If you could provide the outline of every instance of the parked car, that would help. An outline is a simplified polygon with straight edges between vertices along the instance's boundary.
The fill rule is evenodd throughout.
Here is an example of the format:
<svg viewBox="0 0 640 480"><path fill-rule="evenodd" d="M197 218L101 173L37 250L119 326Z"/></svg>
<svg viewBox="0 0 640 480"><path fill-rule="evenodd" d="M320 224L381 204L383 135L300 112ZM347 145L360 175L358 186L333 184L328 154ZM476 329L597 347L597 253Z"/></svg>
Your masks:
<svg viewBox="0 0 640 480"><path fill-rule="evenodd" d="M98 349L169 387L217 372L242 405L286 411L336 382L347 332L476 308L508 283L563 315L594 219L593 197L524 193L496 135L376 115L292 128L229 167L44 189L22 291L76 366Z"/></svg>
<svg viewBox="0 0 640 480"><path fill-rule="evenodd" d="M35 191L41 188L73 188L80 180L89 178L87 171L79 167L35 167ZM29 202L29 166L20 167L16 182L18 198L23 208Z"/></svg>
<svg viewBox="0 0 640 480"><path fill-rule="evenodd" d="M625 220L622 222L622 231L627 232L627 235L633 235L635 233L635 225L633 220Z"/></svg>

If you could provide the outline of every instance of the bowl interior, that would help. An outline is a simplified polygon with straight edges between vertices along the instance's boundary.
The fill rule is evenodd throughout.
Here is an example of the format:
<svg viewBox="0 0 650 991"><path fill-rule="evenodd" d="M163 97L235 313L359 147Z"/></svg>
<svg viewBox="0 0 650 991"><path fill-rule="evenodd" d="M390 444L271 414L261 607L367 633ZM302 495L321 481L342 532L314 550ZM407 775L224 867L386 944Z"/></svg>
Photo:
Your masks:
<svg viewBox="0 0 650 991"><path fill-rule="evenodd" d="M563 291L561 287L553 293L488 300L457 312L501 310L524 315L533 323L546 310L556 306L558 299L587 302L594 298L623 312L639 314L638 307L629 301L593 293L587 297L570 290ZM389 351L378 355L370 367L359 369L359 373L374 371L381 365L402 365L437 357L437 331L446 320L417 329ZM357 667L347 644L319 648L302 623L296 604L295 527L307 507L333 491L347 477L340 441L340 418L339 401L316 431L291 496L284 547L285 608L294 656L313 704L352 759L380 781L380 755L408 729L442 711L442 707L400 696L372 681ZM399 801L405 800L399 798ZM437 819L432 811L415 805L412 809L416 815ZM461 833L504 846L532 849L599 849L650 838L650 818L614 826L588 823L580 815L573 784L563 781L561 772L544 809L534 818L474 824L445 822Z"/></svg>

┄┄┄┄┄┄┄┄┄┄┄┄┄┄┄┄┄┄┄┄

The result is a copy of every line above where the word "could" shows up.

If you could provide the outline of every instance of the parked car, that would help. An outline is a simplified polygon with straight edges between vertices along the instance's boundary.
If you could provide the outline of every instance of the bowl interior, that would help. An outline is a simplified polygon with straight edges between vertices along the instance's boundary.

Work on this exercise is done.